_Given exercise A_
Copy out the rows word for word, starting from the beginning of the rows and ending with the line containing "Give the mask", both ends included. Leave the pictures out of your copy.

_Quoted text_

----------

# Siamese Network



---

In this session, we are going to implement a Siamese Network.

It takes as input two augmented versions of the same image and produces as output two feature vectors one for each version of the image.

For simplicity, we will use the same backbone to process the views as in SimCLR paper.



In [None]:
import numpy as np

import torch
from torch.utils.data import Dataset, DataLoader
import torch.nn as nn
import torch.optim as optim

from torchvision.io import read_image

import torchvision
import torchvision.models as models
import torchvision.transforms as transforms

In [None]:
# you can use a resnet18 as backbone
backbone = models.resnet18()

#! remember to delete the fc layer (we need just the CNN layers + flatten)
backbone.fc = nn.Identity()
print(backbone)

ResNet(
  (conv1): Conv2d(3, 64, kernel_size=(7, 7), stride=(2, 2), padding=(3, 3), bias=False)
  (bn1): BatchNorm2d(64, eps=1e-05, momentum=0.1, affine=True, track_running_stats=True)
  (relu): ReLU(inplace=True)
  (maxpool): MaxPool2d(kernel_size=3, stride=2, padding=1, dilation=1, ceil_mode=False)
  (layer1): Sequential(
    (0): BasicBlock(
      (conv1): Conv2d(64, 64, kernel_size=(3, 3), stride=(1, 1), padding=(1, 1), bias=False)
      (bn1): BatchNorm2d(64, eps=1e-05, momentum=0.1, affine=True, track_running_stats=True)
      (relu): ReLU(inplace=True)
      (conv2): Conv2d(64, 64, kernel_size=(3, 3), stride=(1, 1), padding=(1, 1), bias=False)
      (bn2): BatchNorm2d(64, eps=1e-05, momentum=0.1, affine=True, track_running_stats=True)
    )
    (1): BasicBlock(
      (conv1): Conv2d(64, 64, kernel_size=(3, 3), stride=(1, 1), padding=(1, 1), bias=False)
      (bn1): BatchNorm2d(64, eps=1e-05, momentum=0.1, affine=True, track_running_stats=True)
      (relu): ReLU(inplace=True)
  

In [None]:
class SiameseNetSIM(nn.Module):
    def __init__(self, backbone):
        super().__init__()
        self.encoder = backbone

    def forward(self, x1, x2):
        images = torch.cat((x1, x2), 0)
        features = self.encoder(images)
        return features

    # if pairs are concatenated before, use tihs
    '''
    def forward(self, x):
        return self.encoder(x)
    '''

class SiameseNetASIM(nn.Module):
    def __init__(self, backbone, backbone2):
        super().__init__()
        self.encoder = backbone
        self.encoder2 = backbone2

    def forward(self, x1, x2):
        features = self.encoder(x1)
        features2 = self.encoder2(x2)
        return torch.cat((features, features2), 0)


# Check output shape
features_sim = SiameseNetSIM(backbone)(torch.randn(5, 3, 32, 32), torch.randn(5, 3, 32, 32))
print(features_sim.shape)

backbone2 = models.resnet18()
backbone2.fc = nn.Identity()
features_asim = SiameseNetASIM(backbone, backbone2)(torch.randn(5, 3, 32, 32), torch.randn(5, 3, 32, 32))
print(features_asim.shape)

torch.Size([10, 512])
torch.Size([10, 512])

----------

_Given exercise B_
Extend the Siamese network notebook past its last line.

_Given records_
----------

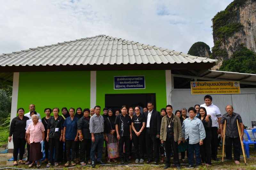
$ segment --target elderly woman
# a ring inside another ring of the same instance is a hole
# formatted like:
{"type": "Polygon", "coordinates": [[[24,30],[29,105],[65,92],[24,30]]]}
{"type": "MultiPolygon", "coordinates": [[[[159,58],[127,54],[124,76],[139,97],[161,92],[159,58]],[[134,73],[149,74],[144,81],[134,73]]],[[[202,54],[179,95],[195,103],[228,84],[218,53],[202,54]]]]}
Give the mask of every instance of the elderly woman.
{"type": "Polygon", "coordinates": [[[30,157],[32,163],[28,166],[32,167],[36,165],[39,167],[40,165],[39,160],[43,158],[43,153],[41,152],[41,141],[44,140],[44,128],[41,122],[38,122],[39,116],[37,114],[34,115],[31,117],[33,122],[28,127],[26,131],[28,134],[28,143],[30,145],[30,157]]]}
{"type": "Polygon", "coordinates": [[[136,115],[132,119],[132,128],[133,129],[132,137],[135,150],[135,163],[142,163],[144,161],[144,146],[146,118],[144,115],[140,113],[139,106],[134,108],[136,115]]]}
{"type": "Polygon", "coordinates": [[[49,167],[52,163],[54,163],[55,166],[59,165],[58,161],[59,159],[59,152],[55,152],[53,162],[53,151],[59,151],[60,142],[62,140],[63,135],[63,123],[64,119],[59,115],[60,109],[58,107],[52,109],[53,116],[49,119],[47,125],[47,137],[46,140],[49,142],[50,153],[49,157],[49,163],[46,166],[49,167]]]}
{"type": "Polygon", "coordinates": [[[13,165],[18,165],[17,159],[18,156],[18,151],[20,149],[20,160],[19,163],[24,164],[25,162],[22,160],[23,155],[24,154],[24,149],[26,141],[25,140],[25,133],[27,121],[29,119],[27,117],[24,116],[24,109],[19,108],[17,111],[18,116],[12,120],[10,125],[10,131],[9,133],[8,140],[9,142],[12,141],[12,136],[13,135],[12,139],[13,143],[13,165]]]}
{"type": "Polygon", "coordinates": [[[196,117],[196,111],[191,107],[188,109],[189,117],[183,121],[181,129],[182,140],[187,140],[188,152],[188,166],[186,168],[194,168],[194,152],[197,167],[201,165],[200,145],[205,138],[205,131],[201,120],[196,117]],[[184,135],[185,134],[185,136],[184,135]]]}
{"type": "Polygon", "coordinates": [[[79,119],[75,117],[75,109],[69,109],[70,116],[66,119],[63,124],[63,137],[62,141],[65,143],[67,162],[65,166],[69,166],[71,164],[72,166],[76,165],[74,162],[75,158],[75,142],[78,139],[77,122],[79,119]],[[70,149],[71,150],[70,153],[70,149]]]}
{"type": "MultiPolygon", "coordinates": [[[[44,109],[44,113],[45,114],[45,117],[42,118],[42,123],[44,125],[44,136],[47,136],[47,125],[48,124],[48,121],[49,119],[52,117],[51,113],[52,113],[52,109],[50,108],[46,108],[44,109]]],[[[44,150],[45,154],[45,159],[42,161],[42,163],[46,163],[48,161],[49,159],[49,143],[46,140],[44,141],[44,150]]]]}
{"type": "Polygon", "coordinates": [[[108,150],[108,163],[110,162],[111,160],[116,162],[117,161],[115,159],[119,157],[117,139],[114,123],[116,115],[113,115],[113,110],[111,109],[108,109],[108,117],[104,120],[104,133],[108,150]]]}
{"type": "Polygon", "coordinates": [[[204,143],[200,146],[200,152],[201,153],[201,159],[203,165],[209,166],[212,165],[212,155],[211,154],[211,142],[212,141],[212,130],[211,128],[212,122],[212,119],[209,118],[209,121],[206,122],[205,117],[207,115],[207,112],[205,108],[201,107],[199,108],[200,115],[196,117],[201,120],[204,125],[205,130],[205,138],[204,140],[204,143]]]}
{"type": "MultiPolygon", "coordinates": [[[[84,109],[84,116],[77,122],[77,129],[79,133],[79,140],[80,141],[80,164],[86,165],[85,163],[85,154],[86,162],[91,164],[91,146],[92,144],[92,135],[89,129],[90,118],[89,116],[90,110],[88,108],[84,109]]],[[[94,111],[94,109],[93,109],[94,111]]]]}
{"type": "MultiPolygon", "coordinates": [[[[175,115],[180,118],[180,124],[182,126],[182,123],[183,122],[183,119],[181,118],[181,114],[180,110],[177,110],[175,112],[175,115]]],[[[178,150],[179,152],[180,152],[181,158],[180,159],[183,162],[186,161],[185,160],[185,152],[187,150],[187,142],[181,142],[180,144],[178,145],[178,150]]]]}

----------

_Exercise output A_
$ segment --target elderly woman
# a ring inside another ring of the same instance is a hole
# formatted like:
{"type": "Polygon", "coordinates": [[[24,30],[29,105],[65,92],[24,30]]]}
{"type": "MultiPolygon", "coordinates": [[[[159,58],[127,54],[124,76],[139,97],[161,92],[159,58]],[[134,73],[149,74],[144,81],[134,73]]],[[[202,54],[179,95],[195,103],[228,84],[218,53],[202,54]]]]}
Give the mask of every instance of the elderly woman.

_Exercise output B_
Let's now use the Dataset which creates the two augmented views for each image from the [past lab session](https://colab.research.google.com/drive/1NJwAFbRiD4MdwWf__6P2Lm0xYk_DNdVu?usp=sharing) and create a loop with forward pass

In [None]:
class CustomImageDataset(Dataset):
    def __init__(self, data, targets, transform=None, target_transform=None):
        self.imgs = data
        self.targets = targets
        self.transform = transform
        self.target_transform = target_transform

    def __len__(self):
        return len(self.targets)

    def __getitem__(self, idx):
        img_base = self.imgs[idx]
        if isinstance(img_base, str):
          img_base = read_image(img_base)
        label = self.targets[idx]
        if self.transform:
            img1 = self.transform(img_base)
            img2 = self.transform(img_base)
        else:
            img1 = img_base
            img2 = img_base
        if self.target_transform:
            label = self.target_transform(label)
        return img1, img2, label


data = torchvision.datasets.CIFAR10(root='./data', train=True, download=True)
size = 32

# simclr DA pipeline
s=1
color_jitter = transforms.ColorJitter(0.8 * s, 0.8 * s, 0.8 * s, 0.2 * s)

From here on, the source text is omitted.